-------- Excerpted records --------
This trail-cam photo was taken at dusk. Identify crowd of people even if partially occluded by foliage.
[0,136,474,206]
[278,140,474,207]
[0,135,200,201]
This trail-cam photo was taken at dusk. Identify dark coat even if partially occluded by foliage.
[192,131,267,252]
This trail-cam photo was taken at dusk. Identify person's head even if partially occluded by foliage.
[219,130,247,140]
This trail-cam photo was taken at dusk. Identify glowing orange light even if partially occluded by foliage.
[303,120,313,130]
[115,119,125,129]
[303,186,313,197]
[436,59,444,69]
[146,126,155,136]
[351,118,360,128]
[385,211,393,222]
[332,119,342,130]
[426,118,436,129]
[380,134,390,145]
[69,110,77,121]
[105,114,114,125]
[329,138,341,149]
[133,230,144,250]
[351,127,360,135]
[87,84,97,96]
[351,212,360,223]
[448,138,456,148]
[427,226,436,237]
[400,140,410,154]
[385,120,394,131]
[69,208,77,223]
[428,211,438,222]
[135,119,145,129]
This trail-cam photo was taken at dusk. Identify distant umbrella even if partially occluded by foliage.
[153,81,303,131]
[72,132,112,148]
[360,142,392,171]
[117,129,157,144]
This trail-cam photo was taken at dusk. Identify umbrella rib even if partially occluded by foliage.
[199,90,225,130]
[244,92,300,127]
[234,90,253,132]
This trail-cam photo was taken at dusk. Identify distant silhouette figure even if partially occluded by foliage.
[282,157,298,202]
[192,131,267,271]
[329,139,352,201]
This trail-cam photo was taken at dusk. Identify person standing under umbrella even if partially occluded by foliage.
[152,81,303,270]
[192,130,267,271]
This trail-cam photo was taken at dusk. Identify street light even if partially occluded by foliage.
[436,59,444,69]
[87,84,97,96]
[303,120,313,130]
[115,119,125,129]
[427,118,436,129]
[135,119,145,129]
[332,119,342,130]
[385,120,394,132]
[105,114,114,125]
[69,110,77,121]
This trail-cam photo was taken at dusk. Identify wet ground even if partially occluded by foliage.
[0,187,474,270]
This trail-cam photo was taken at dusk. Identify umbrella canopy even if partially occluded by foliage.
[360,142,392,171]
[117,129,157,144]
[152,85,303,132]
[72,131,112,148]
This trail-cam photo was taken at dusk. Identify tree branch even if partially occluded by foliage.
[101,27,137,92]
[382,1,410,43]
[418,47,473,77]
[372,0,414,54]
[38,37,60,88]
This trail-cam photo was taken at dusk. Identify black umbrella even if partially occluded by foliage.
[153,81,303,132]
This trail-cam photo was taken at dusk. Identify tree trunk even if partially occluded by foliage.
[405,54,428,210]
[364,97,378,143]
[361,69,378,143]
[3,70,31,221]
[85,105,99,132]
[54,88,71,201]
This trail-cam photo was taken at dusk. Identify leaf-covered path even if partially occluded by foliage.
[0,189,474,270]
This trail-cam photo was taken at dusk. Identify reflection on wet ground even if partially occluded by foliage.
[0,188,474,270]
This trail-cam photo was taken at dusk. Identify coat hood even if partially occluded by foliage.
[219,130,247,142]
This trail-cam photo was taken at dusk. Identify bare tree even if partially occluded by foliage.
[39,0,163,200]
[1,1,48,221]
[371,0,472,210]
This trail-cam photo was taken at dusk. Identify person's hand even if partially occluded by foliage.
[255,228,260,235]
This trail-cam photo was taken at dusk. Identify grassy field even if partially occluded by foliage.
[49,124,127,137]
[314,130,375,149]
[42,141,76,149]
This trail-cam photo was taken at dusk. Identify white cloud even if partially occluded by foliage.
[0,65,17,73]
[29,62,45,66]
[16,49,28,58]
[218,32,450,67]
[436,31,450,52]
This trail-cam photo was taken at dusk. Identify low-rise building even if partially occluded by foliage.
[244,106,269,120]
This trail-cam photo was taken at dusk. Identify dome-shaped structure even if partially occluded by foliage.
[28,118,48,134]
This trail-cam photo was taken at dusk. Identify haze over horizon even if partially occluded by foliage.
--------
■ What is required
Copy out the whole listing above word for word, keeping every number, comma and bracket unchanged.

■ Response to this exercise
This trail-cam photo was taken at dusk. Identify crowd of people even if partially occluded by foliage.
[0,136,474,206]
[278,140,474,207]
[0,135,200,201]
This trail-cam photo was taken at dusk. Identify dark coat even if partially occluded by foliage.
[192,131,267,252]
This trail-cam photo was taken at dusk. Identify person's head even if partially occluded by foliage.
[219,130,247,140]
This trail-cam photo was taken at dusk. Identify glowing orange light even if partially occluded by foliage.
[303,120,313,130]
[115,119,125,129]
[303,186,313,197]
[436,59,444,69]
[146,126,155,136]
[351,118,360,128]
[385,211,393,222]
[332,119,342,130]
[426,118,436,129]
[380,134,390,145]
[69,110,77,121]
[105,114,114,125]
[329,138,341,149]
[133,230,144,250]
[351,127,360,135]
[87,84,97,96]
[351,212,360,223]
[448,138,456,148]
[427,226,436,237]
[400,140,410,154]
[385,120,394,131]
[69,208,77,223]
[428,211,438,222]
[135,119,145,129]
This trail-cam photo was taken at dusk. Identify distant umbrella even if partially occluded by foliage.
[153,81,303,131]
[72,132,112,148]
[360,142,392,171]
[117,129,157,144]
This trail-cam photo was taken at dusk. Identify umbrella rib even if partially occluded by foliage.
[199,90,225,130]
[244,92,300,127]
[234,90,253,132]
This trail-cam photo was taken at dusk. Identify distant silhouette figure even if partially occluded by foliage.
[282,157,298,202]
[192,131,267,271]
[329,139,352,201]
This trail-cam photo was taken at dusk. Identify person standing under umbrella even if partially occluded by foliage.
[152,81,303,270]
[192,130,267,271]
This trail-cam photo was taken at dusk. Identify street light even if partially occluded by foliage.
[436,59,444,69]
[87,84,97,96]
[303,120,313,130]
[115,119,125,129]
[427,118,436,129]
[135,119,145,129]
[332,119,342,130]
[385,120,394,132]
[105,114,114,125]
[69,110,77,121]
This trail-cam photo was taken at dusk. Identify wet ground even if partially occluded by foliage.
[0,187,474,270]
This trail-cam photo was taken at dusk. Identify umbrella canopy even if partially occluded by foliage.
[360,142,392,171]
[117,129,157,144]
[152,85,303,132]
[72,131,112,148]
This trail-cam photo was taken at dusk. Identify tree branch even if partially occluded by foliage.
[101,27,137,92]
[382,1,410,43]
[418,47,473,77]
[372,0,414,54]
[38,37,60,88]
This trail-cam photo was taken at dusk. Identify black umbrella even if partially occluded by foliage.
[153,81,303,132]
This trail-cam photo was taken at dusk. Identify tree trunk even if partially occluded by foliage.
[405,54,428,210]
[364,97,378,143]
[361,69,378,143]
[3,70,31,221]
[85,105,99,132]
[54,88,71,201]
This trail-cam photo was taken at dusk. Identify leaf-covered path even if partially occluded by foliage.
[0,189,474,270]
This trail-cam photo was taken at dusk. Identify reflection on wet ground even if partially occluded by foliage.
[0,188,474,270]
This trail-cam photo was taken at dusk. Identify coat hood even if partially occluded by foliage.
[219,130,247,142]
This trail-cam photo was taken at dusk. Identify bare tree even if partially occluded by foliage.
[39,0,163,200]
[1,1,48,221]
[371,0,472,210]
This trail-cam photo was taken at dusk. Identify person's hand even if partially occluded by foliage.
[255,228,260,235]
This trail-cam photo was taken at dusk. Identify grassy field even if partially occluded by foliage.
[49,124,127,137]
[314,130,375,149]
[42,141,76,149]
This trail-cam photo was taken at dusk. Identify white cloud even if partially occluded by foliage.
[0,65,17,73]
[29,62,45,66]
[16,49,28,58]
[218,32,450,67]
[436,31,450,52]
This trail-cam photo was taken at dusk. Identify low-rise building even if partially occluded by foliage.
[244,106,269,120]
This trail-cam photo was taken at dusk. Identify dome-shaped structure even if partially occluded by foliage.
[28,118,48,134]
This trail-cam photo was taken at dusk. Identify haze over horizon even if partially occluded by foliage.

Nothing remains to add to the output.